**TRECHO DE ORIGEM:**
Em 2017, PT disse que Moraes era despreparado, parcial e tinha desprezo pelas instituições, e que sua nomeação no STF foi “um profundo desrespeito à consciência jurídica do país”
É muito pouco provável que no Brasil de hoje haja quem nunca tenha ouvido falar de Alexandre de Moraes, ministro do Supremo Tribunal Federal (STF) e atualmente presidente do Tribunal Superior Eleitoral (TSE).
Em eleições fortemente polarizadas como nunca antes vistas na história do país, o paulistano Moraes, de 53 anos, tornou-se alvo principalmente dos apoiadores do atual presidente Jair Bolsonaro (PL), que tenta a reeleição — eles criticam fortemente as decisões do magistrado e o acusam de favorecer o ex-presidente Luiz Inácio Lula da Silva (PT).
O próprio Bolsonaro já chamou Moraes de “patife”, “moleque”, “canalha”, “vagabundo” e “ditador”.
O mais recente capítulo dessa polêmica envolveu uma acusação do ministro das Comunicações, Fabio Faria, de que Bolsonaro teve 154 mil inserções de rádio a menos que Lula, a maioria das quais na Bahia, Estado que deu vitória ao petista. Moraes deu um prazo de 24 horas, terminado nesta quarta-feira, para mostrar provas dessa suposta fraude. O ministro acabou negando a ação da campanha de Bolsonaro.

**OBJETIVO DA TAREFA:**
Segundo o trecho, por que Alexandre de Moraes virou alvo dos apoiadores de Jair Bolsonaro? Responda em uma a três frases. Baseie-se somente no trecho para fazer o que se pede.

**DADOS BRUTOS:**
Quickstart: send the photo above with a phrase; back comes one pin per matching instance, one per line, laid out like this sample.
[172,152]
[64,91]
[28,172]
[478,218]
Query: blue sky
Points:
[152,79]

**RESPOSTA DA TAREFA:**
Os apoiadores de Bolsonaro criticam fortemente as decisões de Moraes. Eles também o acusam de favorecer o ex-presidente Luiz Inácio Lula da Silva.